# Opening questions on mods for Chargriller



## SmokinSpence (Jun 4, 2020)

Hello all. New here. I just have a few questions since nobody I know does anything like this and you can only watch so many YouTube videos. Ok so far a bought the chargriller smokin ace. Basically my issues are temp control on this COS. I’ve tried a bunch of stuff so far—felt gaskets, homemade baffle, rtv seal—and I’ve ended up pretty well sealed but I think my main problem is airflow. 
The chimney extension is supposed to give you better airflow but I find that it creates a huge hotspot by the chimney stack extender at grate level and I find it difficult to get the main cooking chamber over 250 with a reasonable fire.
As of now I have a lava lock baffle plate and a new rope gasket around the chamber which gives me a solid seal but I’m still having issues keeping the cooking chamber at equal temps all around the grate. Am I paying to much attention to my ambient probes and obsessing over temps?
Also what is the best gauge for temp? Right now I use two ambient probes about an inch above grate level at either end of a brisket is it crazy to be frustrated that they aren’t all at 250 at the same time? Is this even possible?


----------



## Kevin Wilkinson (Jul 23, 2020)

Hi, I modified mine using some aluminum sheeting I had laying around 'cause I am cheap lol (see pic). I also made a baffle plate with progressively smaller holes away from the firebox, it sits just high enough to cover the vent from the firebox. I can maintain +/- 10 degrees.  I sometimes use a probe at grill level but the thermo's I added on the front work fine.

= = = =

### TO-DO LIST
A - Duplicate the smoker forum thread from "Also what is" to "this even possible?".
B - In the smoker forum thread, why is SmokinSpence unhappy with the chimney extension? Answer in one to three sentences.
C - Answer these questions from the smoker forum thread:
(i) Which smoker did SmokinSpence buy?
(ii) Where does SmokinSpence place the two ambient probes?
(iii) Within what range can Kevin Wilkinson maintain temperature?
The records here come from a different source than the smoker forum thread above.

Records for labeling locations
= = = =

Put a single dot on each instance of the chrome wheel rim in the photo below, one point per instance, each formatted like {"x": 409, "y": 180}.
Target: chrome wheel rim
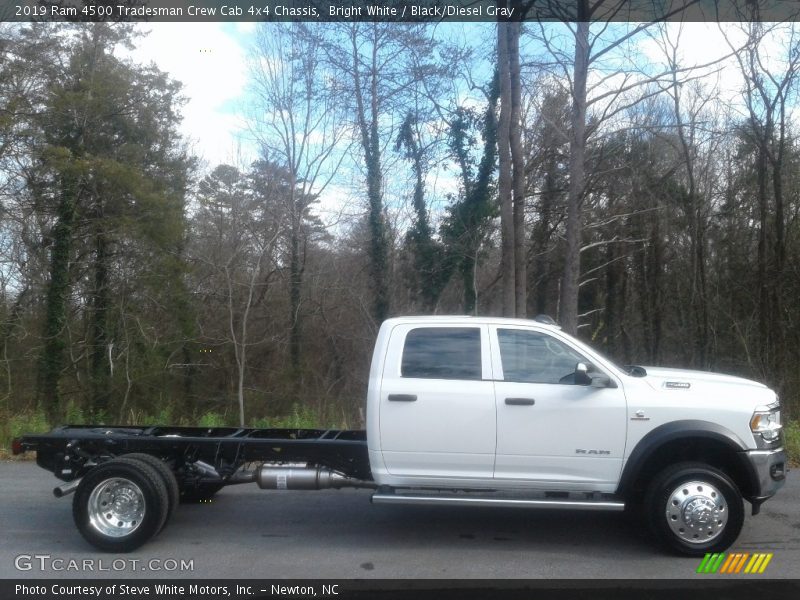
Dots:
{"x": 696, "y": 512}
{"x": 116, "y": 507}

= = = =

### RESULTS IN ORDER
A -
Also what is the best gauge for temp? Right now I use two ambient probes about an inch above grate level at either end of a brisket is it crazy to be frustrated that they aren’t all at 250 at the same time? Is this even possible?

B - SmokinSpence finds that the chimney extension creates a huge hotspot by the chimney stack extender at grate level. It also makes it difficult to get the main cooking chamber over 250 with a reasonable fire.

C -
(i) The Chargriller Smokin Ace.
(ii) About an inch above grate level at either end of a brisket.
(iii) Plus or minus 10 degrees.